___ Data extract
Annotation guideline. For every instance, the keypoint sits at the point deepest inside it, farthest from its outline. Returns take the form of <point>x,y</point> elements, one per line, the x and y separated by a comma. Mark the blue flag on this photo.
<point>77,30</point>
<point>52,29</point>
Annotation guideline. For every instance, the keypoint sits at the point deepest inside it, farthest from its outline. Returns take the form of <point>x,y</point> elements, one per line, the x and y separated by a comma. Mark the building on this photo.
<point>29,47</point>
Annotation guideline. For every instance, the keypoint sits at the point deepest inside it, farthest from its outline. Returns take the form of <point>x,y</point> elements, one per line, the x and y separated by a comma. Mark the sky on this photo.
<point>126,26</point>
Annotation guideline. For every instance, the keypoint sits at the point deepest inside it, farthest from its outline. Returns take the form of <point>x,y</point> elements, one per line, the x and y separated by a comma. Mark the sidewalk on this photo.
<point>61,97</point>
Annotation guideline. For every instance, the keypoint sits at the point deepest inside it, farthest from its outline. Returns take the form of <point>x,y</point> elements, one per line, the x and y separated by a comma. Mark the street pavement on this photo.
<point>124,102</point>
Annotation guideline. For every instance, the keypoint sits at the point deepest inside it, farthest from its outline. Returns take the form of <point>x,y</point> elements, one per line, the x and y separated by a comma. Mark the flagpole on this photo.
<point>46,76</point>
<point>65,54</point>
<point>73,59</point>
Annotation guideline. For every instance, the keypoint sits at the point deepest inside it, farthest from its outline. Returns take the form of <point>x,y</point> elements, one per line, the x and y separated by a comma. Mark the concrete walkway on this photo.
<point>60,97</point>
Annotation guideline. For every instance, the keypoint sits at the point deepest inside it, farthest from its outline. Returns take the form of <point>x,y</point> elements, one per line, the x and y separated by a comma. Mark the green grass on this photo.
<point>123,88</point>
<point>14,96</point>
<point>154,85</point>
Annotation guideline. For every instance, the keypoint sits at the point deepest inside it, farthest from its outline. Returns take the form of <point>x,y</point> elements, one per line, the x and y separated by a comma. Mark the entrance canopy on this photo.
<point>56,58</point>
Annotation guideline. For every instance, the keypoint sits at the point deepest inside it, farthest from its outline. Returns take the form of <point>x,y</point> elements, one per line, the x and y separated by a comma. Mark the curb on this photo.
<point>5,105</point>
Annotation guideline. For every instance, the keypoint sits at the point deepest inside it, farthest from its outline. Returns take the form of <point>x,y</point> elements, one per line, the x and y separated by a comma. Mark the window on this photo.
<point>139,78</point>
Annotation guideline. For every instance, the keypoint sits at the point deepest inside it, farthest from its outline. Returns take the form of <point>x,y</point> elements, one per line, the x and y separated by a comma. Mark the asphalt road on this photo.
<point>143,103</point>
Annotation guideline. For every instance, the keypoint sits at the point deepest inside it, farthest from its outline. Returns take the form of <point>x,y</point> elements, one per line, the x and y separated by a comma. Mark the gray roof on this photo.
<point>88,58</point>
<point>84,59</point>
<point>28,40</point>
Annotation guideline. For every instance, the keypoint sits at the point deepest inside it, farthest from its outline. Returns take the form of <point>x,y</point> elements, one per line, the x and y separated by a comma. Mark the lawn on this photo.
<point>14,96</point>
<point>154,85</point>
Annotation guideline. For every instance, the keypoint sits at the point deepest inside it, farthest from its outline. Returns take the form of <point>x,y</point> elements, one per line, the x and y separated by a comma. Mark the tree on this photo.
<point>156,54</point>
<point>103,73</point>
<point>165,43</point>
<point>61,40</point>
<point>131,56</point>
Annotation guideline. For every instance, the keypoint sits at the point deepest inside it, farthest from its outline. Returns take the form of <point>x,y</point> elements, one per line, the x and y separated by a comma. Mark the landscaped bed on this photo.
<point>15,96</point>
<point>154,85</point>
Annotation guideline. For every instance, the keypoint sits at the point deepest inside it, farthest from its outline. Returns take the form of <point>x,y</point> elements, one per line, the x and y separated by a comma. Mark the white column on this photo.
______
All records above must be printed again, exactly.

Finished exercise ->
Annotation guideline. For every instance, the keypoint sits at the point deepest inside it, farthest from its outline. Returns take the form of <point>x,y</point> elements, one per line, the x and y separated by a comma. Mark the blue flag on this photo.
<point>77,30</point>
<point>52,29</point>
Annotation guideline. For every instance, the keypoint sits at the point deepest inside it, farthest from its outline. Returns take the form of <point>x,y</point> elements, one per line, the x and y separated by a comma. Mark the building on this photo.
<point>29,47</point>
Annotation guideline. For every instance, the keypoint sits at the point deepest inside it, farthest from its outline. Returns take the form of <point>x,y</point> elements, one per line, the x and y separated by a comma. Mark the sky on this photo.
<point>126,26</point>
Annotation guideline. For every instance, the keypoint sits at the point deepest inside it, farthest from its outline. Returns take the form of <point>x,y</point> elements, one per line, the x and y separated by a comma. Mark the sidewalk on this photo.
<point>61,97</point>
Annotation guideline. For every instance, the keypoint sits at the point deepest inside it, farthest from its outline. Returns take the form of <point>x,y</point> elements, one per line, the x and y separated by a comma. Mark the street pavement on this photo.
<point>124,102</point>
Annotation guideline. For every instance, the keypoint sits at the point deepest inside it, farthest from its outline. Returns take the form of <point>x,y</point> elements, one per line, the x and y separated by a comma. Mark the flagpole on this photo.
<point>46,76</point>
<point>65,54</point>
<point>73,59</point>
Annotation guideline. For every instance, the keypoint sits at the point deepest inside it, farthest from its outline. Returns take the form of <point>x,y</point> elements, one per line, the x and y separated by a comma. Mark the concrete walkway on this photo.
<point>60,97</point>
Annotation guideline. For every instance, the keypoint sits at the point deepest inside it, farthest from its outline. Returns take the form of <point>x,y</point> elements, one per line, the x and y separated by a comma. Mark the green grass on this photo.
<point>123,88</point>
<point>14,96</point>
<point>154,85</point>
Annotation guideline. For every instance, the keypoint sits at the point deepest inside it, farthest from its outline. Returns take the form of <point>x,y</point> elements, one per line, the x and y separated by a comma. Mark the entrance canopy on this photo.
<point>56,58</point>
Annotation guideline. For every instance, the keypoint sits at the point deepest inside it, farthest from its outline. Returns take the form of <point>x,y</point> elements, one per line, the x and y separated by a comma. Mark the curb on this photo.
<point>5,105</point>
Annotation guideline. For every instance, the keypoint sits at the point deepest inside it, farthest from its outline. Returns take the form of <point>x,y</point> elements, one per line, the x and y separated by a comma. Mark the window on this photo.
<point>139,78</point>
Annotation guideline. For every instance, the keypoint sits at the point deepest inside it, farthest from its outline. Returns take the form of <point>x,y</point> elements, one per line, the x and y separated by a comma. Mark the asphalt road on this photo.
<point>143,103</point>
Annotation guideline. For every instance, the keypoint sits at the point deepest inside it, farthest from its outline. Returns take the form of <point>x,y</point> elements, one per line, the x and y separated by a comma. Mark the gray roof on this photo.
<point>88,58</point>
<point>84,59</point>
<point>28,40</point>
Annotation guideline. For every instance, the keypoint sits at the point deepest inside it, farthest from its outline. Returns take the form of <point>x,y</point> elements, one per line, the x and y separated by a comma. Mark the lawn on this photo.
<point>14,96</point>
<point>154,85</point>
Annotation guideline. For every instance, the keypoint sits at the point deepest inside it, farthest from its outline. Returns take the form of <point>x,y</point> elements, one per line, the x and y separated by a comma. Mark the tree on this photo.
<point>156,54</point>
<point>103,73</point>
<point>165,43</point>
<point>61,40</point>
<point>131,56</point>
Annotation guideline. For every instance, the keypoint sits at the point deepest inside it, farthest from its outline. Returns take the form of <point>x,y</point> elements, one per line, the x and y separated by a comma. Mark the landscaped bed on this photo.
<point>15,96</point>
<point>154,85</point>
Annotation guideline. For every instance, the keypoint sits at the point deepest inside it, farthest from its outline. Returns take the form of <point>x,y</point> elements, one per line, the x and y separated by a comma. Mark the white column on this photo.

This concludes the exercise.